**Alıştırma metni**:
- - -
Bakûlü ameleler, İtilâf Devletleri’nin ve Müsavat
Partisi’nin pençeleriyle ezilirken, fukara inkılâbı yolunda çalıştıklarında
“kızılca” (kızamık) hastalığından korkan “medeni” Avrupalılar, Azerbaycan
emekçilerine darbeler indirirken, Gürcüstan’da “demokratizm” esaslarını
uygulayan Menşevikler, çocuksu buldukları Bolşeviklere, “onların bu işi
yapabilmeleri imkânsız. Azerbaycan gibi geri kalmış, cahil ve avam bir ülkede
Şura hükümeti kurmak istiyorlar” diyorlardı.
Evet, bolşevikler çok inatçı ve korkulası bir
topluluktur. İmkânsız olanı mümkün kılıyorlar. Azerbaycan gibi geri kalmış bir
ülkede Şura hükümeti kurdular. Tam da bu sebeple Gürcüstan, ta işin başında
Azerbaycan kızılcasına yakalandı. Menşevikler, Ramişvililer, işçi-köylü
devriminin taarruzlarına karşı koyamadılar, yoldaşlarıyla birlikte Gürcüstan’da
tecrit oldular.
Tüm Şura cumhuriyetleri, bugün İtilâf Devletleri
ve başka burjuva haydutlarına kıyasla özgürlüğe eksiksiz sahiptir. Kardaş
milletler birbirlerine muhabbet duymakta, bir aile meydana getirme hevesiyle
Kafkasya cumhuriyetleri federasyonu teşkil etmektedirler.
Mantık ve tarihin yönü bir defa daha göstermiştir
ki burjuva uşaklarının kurdukları siyaset felsefeleri ve felsefî siyasetleri
beş para etmez şeylerdir.
Fakat dünya burjuvazisiyle Bolşeviklerin arasında
süren tarihî mücadele, henüz bir şekilde hâl olunmamıştır. İnkılâb denilen
kızamık hastalığı, dünya kapitalinin merkezine dek ilerleyecektir.
Ana mesele, hâlâ karşı taraftır.
İnkılâp denilen kızılca hastalığı, Avrupa’nın yağ
bağlamış karnını besleyip duran, mazlum ve kahır içerisindeki Şark’a doğru
ilerlemektedir. İşte tam da bu sebeple bütün dünya bugün telâşa kapılmıştır.
İngilizler Mısır’a verdikleri sözde muhtariyetle,
yahut Hindistan’daki sabık hükümdarların yerine başkalarını getirmekle Şark
milletlerini susturabileceklerini zannetmektedirler.
- - -
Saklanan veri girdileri
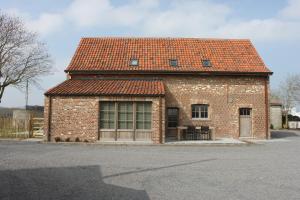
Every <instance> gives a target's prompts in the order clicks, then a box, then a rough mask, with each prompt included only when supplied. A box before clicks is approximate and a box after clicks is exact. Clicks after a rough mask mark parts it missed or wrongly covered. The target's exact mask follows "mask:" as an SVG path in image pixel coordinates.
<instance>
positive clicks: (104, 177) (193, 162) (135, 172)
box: [102, 159, 216, 179]
mask: <svg viewBox="0 0 300 200" xmlns="http://www.w3.org/2000/svg"><path fill="white" fill-rule="evenodd" d="M213 160H216V159H206V160H199V161H194V162H188V163H179V164H174V165H167V166H162V167H153V168H146V169H140V170H133V171H127V172H121V173H118V174H112V175H108V176H103V177H102V178H103V179H106V178H112V177H118V176H123V175H129V174H137V173H142V172H148V171H156V170H161V169H167V168H172V167H180V166H186V165H193V164H198V163H202V162H209V161H213Z"/></svg>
- - -
**Yönerge 1**: Listeyi baştan başlayıp "box: [102, 159, 216, 179]" geçen satır da dahil olmak üzere o satıra kadar aynen yeniden yazın. Resimleri yanıta koymayın.
**Yönerge 2**: Bolşevikler ve Şark hakkındaki metni kaldığı yerden sürdürün.

**Sonuç 1**:
Every <instance> gives a target's prompts in the order clicks, then a box, then a rough mask, with each prompt included only when supplied. A box before clicks is approximate and a box after clicks is exact. Clicks after a rough mask mark parts it missed or wrongly covered. The target's exact mask follows "mask:" as an SVG path in image pixel coordinates.
<instance>
positive clicks: (104, 177) (193, 162) (135, 172)
box: [102, 159, 216, 179]

**Sonuç 2**:
Fransa, Anadolu’nun inkılâpçı emekçilerinin
Fransız parasına tamah ettiklerini düşünmektedirler.
Bu türden latifeli sözlere ancak Menşevikler
inanırlar. Başka hiç kimse inanamaz. Ne biz ne de burjuvalar inanır.
Azerbaycan işçi ve köylüleri, bu iki-üç yıl
içerisinde Şark’taki mazlum kardaşlarına gerektiği gibi siyaset dersi
vermişlerdir.
Bütün Şark âlemi bilir ki siyasi irade emekçilerin
eline geçmedikçe kurtuluş gerçekleşemez. Onlar bilirler ki siyasi mücadele
olmadıkça kurtuluş fikrini akla getirmek bile mümkün değildir.
Bakû işçilerinin hayat tecrübesi, Şark’ın
emekçilerini işte bu yolda eğitmiştir.
Bugün Şuralar Azerbaycanı’nın ikinci yılını
tamamlayıp üçüncü yılına girdiği şu günlerde asırlık uykusundan uyanan Şark
âlemi bağrından çıkan bir sesle, “lebbeyk, lebbeyk” diye haykırmaktadır.
Hem Şark ülkelerinde arka arkaya çıkan inkılâp
yangınları hem de Avrupalı simsarları arasında açığa çıkan korku ve endişe,
Şark âleminin kızılca arifesinde olduğu konusunda bize güvence vermektedir.
Şark da illâki Azerbaycan işçi ve köylülerinin yürüdüğü yoldan yürüyecektir.
Varsa düşmanların cüreti,
bizim hatalı olduğumuzu ispat etsinler.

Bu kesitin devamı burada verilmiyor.